• [STATED TASK]: Give back exactly the lines from the one containing "drop a dot on every instance of the wooded" through the end of the records, including both, and no others.
── EXERCISE INPUT ──
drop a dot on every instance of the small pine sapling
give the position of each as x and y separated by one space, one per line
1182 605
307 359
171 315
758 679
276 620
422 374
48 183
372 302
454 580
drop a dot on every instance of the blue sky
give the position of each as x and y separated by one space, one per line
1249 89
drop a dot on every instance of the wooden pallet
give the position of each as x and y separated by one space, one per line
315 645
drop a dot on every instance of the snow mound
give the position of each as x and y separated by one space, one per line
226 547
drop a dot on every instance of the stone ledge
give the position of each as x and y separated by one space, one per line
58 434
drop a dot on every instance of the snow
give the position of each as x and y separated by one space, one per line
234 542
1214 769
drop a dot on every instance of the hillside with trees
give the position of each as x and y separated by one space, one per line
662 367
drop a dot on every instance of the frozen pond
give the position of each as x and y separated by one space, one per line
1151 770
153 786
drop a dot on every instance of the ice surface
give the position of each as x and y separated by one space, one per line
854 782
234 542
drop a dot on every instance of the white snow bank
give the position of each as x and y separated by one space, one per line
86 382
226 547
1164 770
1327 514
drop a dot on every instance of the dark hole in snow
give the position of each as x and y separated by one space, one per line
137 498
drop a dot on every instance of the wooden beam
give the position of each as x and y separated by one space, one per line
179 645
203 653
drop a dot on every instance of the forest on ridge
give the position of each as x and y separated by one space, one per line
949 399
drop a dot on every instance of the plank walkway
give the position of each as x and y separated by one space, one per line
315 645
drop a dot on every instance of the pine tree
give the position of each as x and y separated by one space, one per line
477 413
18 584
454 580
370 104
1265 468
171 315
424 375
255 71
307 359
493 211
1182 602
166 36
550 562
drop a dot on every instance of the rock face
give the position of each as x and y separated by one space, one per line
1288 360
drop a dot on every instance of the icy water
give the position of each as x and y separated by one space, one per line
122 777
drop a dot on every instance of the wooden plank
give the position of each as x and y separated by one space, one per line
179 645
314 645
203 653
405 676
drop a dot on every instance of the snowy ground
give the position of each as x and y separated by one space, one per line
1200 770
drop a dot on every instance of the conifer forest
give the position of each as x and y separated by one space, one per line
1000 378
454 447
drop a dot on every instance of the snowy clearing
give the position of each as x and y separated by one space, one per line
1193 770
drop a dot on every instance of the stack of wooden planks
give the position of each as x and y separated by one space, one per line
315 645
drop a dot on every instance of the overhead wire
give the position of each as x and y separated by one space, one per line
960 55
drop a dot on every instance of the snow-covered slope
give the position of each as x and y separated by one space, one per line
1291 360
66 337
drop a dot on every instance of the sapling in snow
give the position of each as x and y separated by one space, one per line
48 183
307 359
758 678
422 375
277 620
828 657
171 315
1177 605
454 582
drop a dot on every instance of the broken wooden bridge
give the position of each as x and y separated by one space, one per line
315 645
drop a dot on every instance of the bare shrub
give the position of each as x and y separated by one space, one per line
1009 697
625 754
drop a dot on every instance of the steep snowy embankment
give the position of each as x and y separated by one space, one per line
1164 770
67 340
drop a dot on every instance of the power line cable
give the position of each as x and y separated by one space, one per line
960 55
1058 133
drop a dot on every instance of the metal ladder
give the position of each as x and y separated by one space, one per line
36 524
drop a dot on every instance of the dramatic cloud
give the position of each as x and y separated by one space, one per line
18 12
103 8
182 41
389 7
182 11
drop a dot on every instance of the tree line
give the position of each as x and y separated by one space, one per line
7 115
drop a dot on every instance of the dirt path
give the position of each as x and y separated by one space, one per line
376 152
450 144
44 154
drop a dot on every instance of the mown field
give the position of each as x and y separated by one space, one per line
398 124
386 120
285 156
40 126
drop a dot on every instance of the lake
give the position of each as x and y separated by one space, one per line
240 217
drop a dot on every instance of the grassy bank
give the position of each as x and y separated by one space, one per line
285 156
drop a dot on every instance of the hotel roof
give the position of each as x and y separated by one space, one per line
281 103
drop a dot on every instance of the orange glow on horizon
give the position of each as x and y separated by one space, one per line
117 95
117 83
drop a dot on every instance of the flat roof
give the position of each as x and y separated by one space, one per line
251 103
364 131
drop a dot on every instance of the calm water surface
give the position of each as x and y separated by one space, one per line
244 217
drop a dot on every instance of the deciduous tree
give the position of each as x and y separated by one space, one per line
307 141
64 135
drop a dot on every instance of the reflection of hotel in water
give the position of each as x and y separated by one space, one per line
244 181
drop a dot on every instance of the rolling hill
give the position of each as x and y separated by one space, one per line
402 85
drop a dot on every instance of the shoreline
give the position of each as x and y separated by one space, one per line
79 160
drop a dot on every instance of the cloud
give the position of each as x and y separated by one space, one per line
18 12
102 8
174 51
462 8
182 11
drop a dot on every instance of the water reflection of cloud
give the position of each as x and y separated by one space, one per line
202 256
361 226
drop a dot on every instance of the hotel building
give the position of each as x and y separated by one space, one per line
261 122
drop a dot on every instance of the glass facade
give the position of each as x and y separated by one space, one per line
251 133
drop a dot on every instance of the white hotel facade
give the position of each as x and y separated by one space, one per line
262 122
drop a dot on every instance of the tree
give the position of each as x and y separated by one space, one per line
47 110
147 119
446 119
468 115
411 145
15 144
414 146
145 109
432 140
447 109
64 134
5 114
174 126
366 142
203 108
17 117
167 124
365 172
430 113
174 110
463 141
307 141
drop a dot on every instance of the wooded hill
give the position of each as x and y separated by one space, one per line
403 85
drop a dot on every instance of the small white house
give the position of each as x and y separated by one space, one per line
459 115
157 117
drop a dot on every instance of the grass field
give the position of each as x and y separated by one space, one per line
───
• [ANSWER BELOW]:
drop a dot on every instance of the wooded hill
give the position of each as x and y separated by one space, one per line
403 85
drop a dot on every instance of the small white house
give the position of each as x and y separated by one space, one per line
459 115
157 117
drop a dot on every instance of the grass field
give the position of each as x and y separated by one space, one per line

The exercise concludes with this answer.